───── SUPPLIED RECORDS
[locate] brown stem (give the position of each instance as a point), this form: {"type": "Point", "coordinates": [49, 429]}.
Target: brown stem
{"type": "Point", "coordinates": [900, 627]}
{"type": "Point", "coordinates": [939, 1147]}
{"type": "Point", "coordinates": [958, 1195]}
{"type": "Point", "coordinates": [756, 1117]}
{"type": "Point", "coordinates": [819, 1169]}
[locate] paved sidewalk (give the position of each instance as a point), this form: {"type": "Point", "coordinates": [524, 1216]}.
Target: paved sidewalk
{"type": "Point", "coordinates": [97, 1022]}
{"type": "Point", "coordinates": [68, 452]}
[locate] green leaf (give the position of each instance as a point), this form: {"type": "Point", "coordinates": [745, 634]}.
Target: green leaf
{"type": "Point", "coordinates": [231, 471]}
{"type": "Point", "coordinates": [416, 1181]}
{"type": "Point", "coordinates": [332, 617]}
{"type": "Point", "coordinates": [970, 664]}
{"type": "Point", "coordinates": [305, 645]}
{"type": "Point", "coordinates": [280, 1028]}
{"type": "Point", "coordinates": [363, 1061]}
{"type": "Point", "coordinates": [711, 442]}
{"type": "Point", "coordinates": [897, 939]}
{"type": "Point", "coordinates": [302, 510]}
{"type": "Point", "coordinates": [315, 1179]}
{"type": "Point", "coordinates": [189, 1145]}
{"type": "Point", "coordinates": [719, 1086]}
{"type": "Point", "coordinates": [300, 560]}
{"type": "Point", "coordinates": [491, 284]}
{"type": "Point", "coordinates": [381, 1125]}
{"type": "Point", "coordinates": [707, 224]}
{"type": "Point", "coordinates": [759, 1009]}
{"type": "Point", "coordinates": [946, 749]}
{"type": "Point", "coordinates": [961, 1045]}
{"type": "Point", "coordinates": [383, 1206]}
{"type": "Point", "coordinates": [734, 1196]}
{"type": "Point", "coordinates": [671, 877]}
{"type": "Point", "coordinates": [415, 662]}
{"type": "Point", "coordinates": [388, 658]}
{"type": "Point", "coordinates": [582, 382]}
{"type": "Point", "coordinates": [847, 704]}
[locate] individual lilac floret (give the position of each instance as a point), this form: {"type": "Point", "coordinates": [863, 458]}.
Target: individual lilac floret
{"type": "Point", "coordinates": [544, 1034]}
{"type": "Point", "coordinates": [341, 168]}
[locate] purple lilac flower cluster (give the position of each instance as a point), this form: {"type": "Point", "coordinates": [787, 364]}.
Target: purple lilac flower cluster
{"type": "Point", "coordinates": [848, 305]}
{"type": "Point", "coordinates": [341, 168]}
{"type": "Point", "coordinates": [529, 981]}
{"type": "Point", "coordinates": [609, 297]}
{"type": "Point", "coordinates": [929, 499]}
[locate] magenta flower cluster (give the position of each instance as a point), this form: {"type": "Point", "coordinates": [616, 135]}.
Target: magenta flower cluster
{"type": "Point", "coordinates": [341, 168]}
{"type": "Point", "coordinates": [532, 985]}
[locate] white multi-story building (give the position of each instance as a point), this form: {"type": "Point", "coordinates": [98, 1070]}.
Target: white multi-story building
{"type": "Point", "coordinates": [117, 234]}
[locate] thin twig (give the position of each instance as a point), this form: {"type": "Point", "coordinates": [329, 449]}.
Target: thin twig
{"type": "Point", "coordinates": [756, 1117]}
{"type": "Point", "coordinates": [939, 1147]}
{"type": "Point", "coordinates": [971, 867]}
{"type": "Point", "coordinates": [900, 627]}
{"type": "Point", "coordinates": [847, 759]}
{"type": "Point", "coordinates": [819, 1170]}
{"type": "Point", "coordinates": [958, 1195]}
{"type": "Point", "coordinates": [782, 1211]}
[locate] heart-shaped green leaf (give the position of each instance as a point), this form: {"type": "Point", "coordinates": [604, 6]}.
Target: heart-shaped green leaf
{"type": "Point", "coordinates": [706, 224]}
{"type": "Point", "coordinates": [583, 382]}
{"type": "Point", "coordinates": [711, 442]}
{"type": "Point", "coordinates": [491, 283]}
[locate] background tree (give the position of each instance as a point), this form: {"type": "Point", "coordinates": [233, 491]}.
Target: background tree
──────────
→ WHAT IS EXPECTED
Repeat the data verbatim, line after line, leaving nothing out.

→ RESULT OF THIS TASK
[locate] brown stem (give the position of each instance as a point), this form: {"type": "Point", "coordinates": [49, 429]}.
Target: brown stem
{"type": "Point", "coordinates": [900, 627]}
{"type": "Point", "coordinates": [939, 1147]}
{"type": "Point", "coordinates": [958, 1195]}
{"type": "Point", "coordinates": [756, 1117]}
{"type": "Point", "coordinates": [819, 1169]}
[locate] paved sidewalk (give the position of each instance as a point), this form: {"type": "Point", "coordinates": [524, 1216]}.
Target: paved sidewalk
{"type": "Point", "coordinates": [97, 1022]}
{"type": "Point", "coordinates": [68, 452]}
[locate] green leaf (give the position of each instance as a point), this form: {"type": "Point", "coordinates": [745, 634]}.
Target: green leaf
{"type": "Point", "coordinates": [231, 471]}
{"type": "Point", "coordinates": [416, 1181]}
{"type": "Point", "coordinates": [332, 617]}
{"type": "Point", "coordinates": [970, 664]}
{"type": "Point", "coordinates": [305, 645]}
{"type": "Point", "coordinates": [280, 1028]}
{"type": "Point", "coordinates": [363, 1061]}
{"type": "Point", "coordinates": [711, 442]}
{"type": "Point", "coordinates": [897, 939]}
{"type": "Point", "coordinates": [302, 510]}
{"type": "Point", "coordinates": [315, 1179]}
{"type": "Point", "coordinates": [189, 1145]}
{"type": "Point", "coordinates": [719, 1086]}
{"type": "Point", "coordinates": [300, 560]}
{"type": "Point", "coordinates": [491, 284]}
{"type": "Point", "coordinates": [381, 1125]}
{"type": "Point", "coordinates": [707, 224]}
{"type": "Point", "coordinates": [759, 1009]}
{"type": "Point", "coordinates": [946, 749]}
{"type": "Point", "coordinates": [961, 1045]}
{"type": "Point", "coordinates": [383, 1206]}
{"type": "Point", "coordinates": [734, 1196]}
{"type": "Point", "coordinates": [671, 877]}
{"type": "Point", "coordinates": [415, 662]}
{"type": "Point", "coordinates": [388, 658]}
{"type": "Point", "coordinates": [582, 382]}
{"type": "Point", "coordinates": [847, 704]}
[locate] individual lilac floret (give the position of each instance as a point), this form: {"type": "Point", "coordinates": [863, 458]}.
Target: individual lilac floret
{"type": "Point", "coordinates": [544, 1034]}
{"type": "Point", "coordinates": [341, 168]}
[locate] purple lilac flower cluster (give the position of each instance as a point), this form: {"type": "Point", "coordinates": [787, 364]}.
Target: purple lilac flower cluster
{"type": "Point", "coordinates": [848, 305]}
{"type": "Point", "coordinates": [341, 168]}
{"type": "Point", "coordinates": [529, 981]}
{"type": "Point", "coordinates": [609, 297]}
{"type": "Point", "coordinates": [929, 499]}
[locate] magenta flower cluster (give the position of each instance as a point), this form: {"type": "Point", "coordinates": [616, 135]}.
Target: magenta flower cluster
{"type": "Point", "coordinates": [341, 168]}
{"type": "Point", "coordinates": [532, 985]}
[locate] white multi-story building (give the position of each instance as a point), this form: {"type": "Point", "coordinates": [98, 1070]}.
Target: white multi-story building
{"type": "Point", "coordinates": [117, 234]}
[locate] thin twig (give the position of each instance as a point), this form: {"type": "Point", "coordinates": [329, 449]}.
Target: thin twig
{"type": "Point", "coordinates": [756, 1117]}
{"type": "Point", "coordinates": [939, 1147]}
{"type": "Point", "coordinates": [971, 867]}
{"type": "Point", "coordinates": [900, 627]}
{"type": "Point", "coordinates": [847, 759]}
{"type": "Point", "coordinates": [819, 1170]}
{"type": "Point", "coordinates": [958, 1195]}
{"type": "Point", "coordinates": [782, 1211]}
[locate] heart-shaped green leaf (give the position of each instance as a point), this form: {"type": "Point", "coordinates": [604, 6]}.
Target: heart-shaped green leaf
{"type": "Point", "coordinates": [706, 224]}
{"type": "Point", "coordinates": [583, 382]}
{"type": "Point", "coordinates": [711, 442]}
{"type": "Point", "coordinates": [491, 283]}
[locate] background tree (give the position of each instance as a point), this form: {"type": "Point", "coordinates": [233, 491]}.
Target: background tree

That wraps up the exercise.